A block of data

▶

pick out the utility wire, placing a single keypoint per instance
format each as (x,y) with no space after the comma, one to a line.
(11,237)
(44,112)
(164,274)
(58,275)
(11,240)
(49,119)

◀

> **Your objective**
Reproduce every one of the entries above verbatim, preserving each line as it appears.

> **Response**
pick out the utility wire, placing a single keypoint per instance
format each as (x,y) with no space after the comma, one to a line.
(11,237)
(44,112)
(164,274)
(58,275)
(11,240)
(49,119)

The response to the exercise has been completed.